* [Dataset excerpts]
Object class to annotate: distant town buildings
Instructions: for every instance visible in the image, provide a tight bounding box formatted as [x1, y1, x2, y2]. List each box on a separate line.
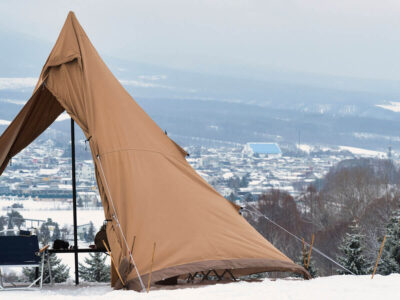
[0, 140, 376, 207]
[243, 143, 282, 158]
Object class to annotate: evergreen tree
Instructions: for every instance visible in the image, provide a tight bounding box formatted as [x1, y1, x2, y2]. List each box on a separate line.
[376, 209, 400, 275]
[337, 223, 371, 275]
[39, 222, 50, 245]
[22, 253, 69, 283]
[79, 252, 110, 282]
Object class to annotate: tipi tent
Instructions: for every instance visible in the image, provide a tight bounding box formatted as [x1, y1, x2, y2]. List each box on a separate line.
[0, 12, 309, 290]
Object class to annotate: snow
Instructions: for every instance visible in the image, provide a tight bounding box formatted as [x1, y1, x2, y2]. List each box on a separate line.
[296, 144, 313, 153]
[376, 102, 400, 112]
[56, 112, 71, 122]
[0, 274, 400, 300]
[339, 146, 386, 157]
[0, 120, 11, 125]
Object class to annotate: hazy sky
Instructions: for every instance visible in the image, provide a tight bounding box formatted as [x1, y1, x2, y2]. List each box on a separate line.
[0, 0, 400, 80]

* [What you are asked to do] Put every line of the listing above into a numbered list, skipping blank lines and leaving out the pictures.

* [Answer for this exercise]
1. Object class to annotate: distant town buildings
2. Instructions: for every instance visible in the image, provide a tight bounding box formatted as [x1, y1, x2, y2]. List each box on a separate line.
3. [0, 140, 376, 207]
4. [243, 143, 282, 158]
5. Object class to annotate: evergreen tree
6. Instructions: for every instance visible in the image, provide a tight bounding box formatted as [x1, y1, x2, y2]. List each box on a separate line.
7. [376, 209, 400, 275]
8. [337, 223, 371, 275]
9. [39, 222, 50, 245]
10. [22, 253, 69, 283]
11. [79, 252, 110, 282]
12. Object class to annotate: tipi tent
13. Instructions: for every instance visible in the image, provide a tight bounding box formatted as [x1, y1, x2, y2]. List each box on a separate line.
14. [0, 12, 309, 290]
15. Object class to annotate: snow
16. Instructions: for every instance visible in the image, provide a tight bounding box formatted as [x1, y1, x2, y2]. List each box on a separate line.
17. [296, 144, 313, 153]
18. [376, 102, 400, 112]
19. [56, 112, 71, 122]
20. [0, 274, 400, 300]
21. [339, 146, 386, 157]
22. [0, 120, 11, 125]
23. Object class to annotate: hazy sky
24. Instructions: for every instance visible in the image, provide a tight bounding box formatted as [x1, y1, x2, y2]. List each box on a separate line.
25. [0, 0, 400, 80]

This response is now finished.